* _Direction_: Render each line of the listing below as one string in a JSON array, leaving out blank lines.

※ ※ ※

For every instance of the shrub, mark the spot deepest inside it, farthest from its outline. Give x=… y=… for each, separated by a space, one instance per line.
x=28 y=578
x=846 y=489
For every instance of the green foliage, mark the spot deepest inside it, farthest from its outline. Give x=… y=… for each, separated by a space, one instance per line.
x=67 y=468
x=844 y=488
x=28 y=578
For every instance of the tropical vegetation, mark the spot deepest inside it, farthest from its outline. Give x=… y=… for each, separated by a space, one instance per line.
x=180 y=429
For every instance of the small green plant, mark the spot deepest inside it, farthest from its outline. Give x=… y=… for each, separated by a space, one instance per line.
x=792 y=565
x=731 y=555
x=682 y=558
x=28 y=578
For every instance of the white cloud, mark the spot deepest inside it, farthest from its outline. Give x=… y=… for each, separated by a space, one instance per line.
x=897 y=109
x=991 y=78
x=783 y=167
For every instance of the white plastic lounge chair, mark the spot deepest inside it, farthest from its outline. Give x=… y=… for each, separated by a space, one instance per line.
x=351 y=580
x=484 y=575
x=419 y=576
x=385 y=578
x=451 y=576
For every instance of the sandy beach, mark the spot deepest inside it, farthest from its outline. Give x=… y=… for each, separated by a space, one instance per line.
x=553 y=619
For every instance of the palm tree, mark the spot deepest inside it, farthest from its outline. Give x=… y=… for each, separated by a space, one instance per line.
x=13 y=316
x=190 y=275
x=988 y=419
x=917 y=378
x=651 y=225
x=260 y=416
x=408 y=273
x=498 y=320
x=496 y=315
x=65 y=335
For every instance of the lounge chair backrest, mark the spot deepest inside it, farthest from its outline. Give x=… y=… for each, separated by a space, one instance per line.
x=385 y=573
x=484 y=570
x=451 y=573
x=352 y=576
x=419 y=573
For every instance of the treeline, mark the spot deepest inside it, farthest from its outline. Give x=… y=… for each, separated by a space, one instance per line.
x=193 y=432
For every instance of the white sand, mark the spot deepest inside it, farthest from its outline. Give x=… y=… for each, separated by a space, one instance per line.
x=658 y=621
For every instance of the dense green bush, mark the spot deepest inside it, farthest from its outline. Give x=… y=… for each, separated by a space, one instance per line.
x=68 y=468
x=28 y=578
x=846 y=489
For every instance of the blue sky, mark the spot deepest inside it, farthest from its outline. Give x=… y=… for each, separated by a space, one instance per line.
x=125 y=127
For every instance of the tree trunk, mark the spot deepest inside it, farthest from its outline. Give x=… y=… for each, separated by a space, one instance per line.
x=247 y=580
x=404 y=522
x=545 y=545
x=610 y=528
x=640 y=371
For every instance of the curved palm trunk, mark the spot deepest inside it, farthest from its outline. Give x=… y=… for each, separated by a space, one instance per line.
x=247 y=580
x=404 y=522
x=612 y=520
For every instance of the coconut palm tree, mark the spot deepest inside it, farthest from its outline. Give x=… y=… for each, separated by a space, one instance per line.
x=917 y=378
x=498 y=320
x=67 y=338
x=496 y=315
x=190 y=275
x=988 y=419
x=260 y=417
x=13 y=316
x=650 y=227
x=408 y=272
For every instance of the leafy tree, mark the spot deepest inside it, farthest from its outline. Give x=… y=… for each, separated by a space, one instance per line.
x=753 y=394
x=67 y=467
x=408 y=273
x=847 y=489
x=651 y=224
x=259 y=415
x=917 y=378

※ ※ ※

* _Result for this task_:
[
  "For every instance of the shrub, mark the spot deepest inside it, farthest from its outline. Give x=… y=… for each, separated by a space, one instance per line.",
  "x=28 y=578",
  "x=846 y=489",
  "For every instance of the green foliage, mark the spot deepest inside it, farthest from its outline. Give x=… y=… for each, separated by a space, one instance per line.",
  "x=67 y=468",
  "x=844 y=488",
  "x=28 y=578",
  "For every instance of the tropical vegetation, mark the spot deepest inside it, farthest from its outline. Give x=… y=… for each, separated by a space, one instance per line.",
  "x=180 y=429",
  "For every instance of the small green plant, mark the spot deepest inside it, farthest from its outline. Give x=… y=… for each, separated by a space, one instance per line.",
  "x=792 y=565",
  "x=731 y=555",
  "x=682 y=558",
  "x=28 y=578",
  "For every instance of the white cloud, mark the spot deepest inside it, farthest from its outline. Give x=… y=… for each, separated by a space, one instance per line.",
  "x=897 y=109",
  "x=991 y=78",
  "x=783 y=167",
  "For every instance of the white plastic lounge chair, mark the spot deepest inside it, farthest from its outline. Give x=… y=… for each, separated by a space, one instance per line.",
  "x=351 y=580",
  "x=484 y=575",
  "x=419 y=576",
  "x=385 y=578",
  "x=451 y=576",
  "For every instance of the sandy beach, mark the spot deepest inside it, farthest from its outline. Give x=… y=… for each, separated by a space, one instance per line.",
  "x=553 y=619",
  "For every instance of the palm tree, mark the spot deepest inside it, farthest from its outline. Give x=… y=… for each, separated by a space, one instance per line.",
  "x=13 y=316",
  "x=190 y=275",
  "x=988 y=419",
  "x=917 y=378",
  "x=651 y=225",
  "x=260 y=416",
  "x=408 y=273",
  "x=498 y=320",
  "x=496 y=315",
  "x=65 y=335",
  "For every instance of the lounge chair backrest, mark the spot deepest inside it, farthest from its outline. Give x=… y=… for each, separated by a space, one instance per line.",
  "x=385 y=573",
  "x=484 y=570",
  "x=451 y=573",
  "x=352 y=576",
  "x=419 y=573",
  "For every instance of the treeline, mark the spot deepest inside it, farthest from its outline. Give x=… y=… for each, separated by a space, one instance per line.",
  "x=193 y=432",
  "For every instance of the white sand, mark the spot deepest inside it, farthest from its outline. Give x=… y=… for each, separated by a space, one instance per line.",
  "x=658 y=621",
  "For every instance of the dense green bush, mark the spot deepest inside it, farthest from its outline. Give x=… y=… for each, separated by a space, one instance per line.",
  "x=68 y=468",
  "x=28 y=578",
  "x=846 y=489",
  "For every instance of the blue sky, mark the spot deepest inside it, farthest from its outline. Give x=… y=… for each, separated by a space, one instance per line.",
  "x=125 y=127",
  "For every instance of the tree trunk, mark the spot deepest inside it, farthest from its outline. Give x=… y=… for each, separated by a space, one instance per line.",
  "x=247 y=580",
  "x=404 y=522",
  "x=545 y=545",
  "x=610 y=528",
  "x=640 y=371",
  "For every instance of the curved palm trunk, mark the spot deepest inside it, farthest from its outline. Give x=… y=… for each, separated by a space, one instance per line.",
  "x=247 y=580",
  "x=404 y=522",
  "x=612 y=520",
  "For every instance of the coconut palm tree, mark the spot deepest inside it, farthest from its outline. Give x=… y=… for each, separated by a space, one instance per line.",
  "x=917 y=378",
  "x=498 y=320",
  "x=67 y=338",
  "x=496 y=315",
  "x=190 y=275",
  "x=988 y=419",
  "x=260 y=417",
  "x=13 y=316",
  "x=650 y=227",
  "x=408 y=272",
  "For every instance of the leafy tree, mark the spot deepest inside it, farthest from its outline. Give x=… y=… for each, separated by a space, one instance per line.",
  "x=753 y=394",
  "x=67 y=467",
  "x=408 y=273",
  "x=847 y=489",
  "x=651 y=224",
  "x=259 y=415",
  "x=917 y=378"
]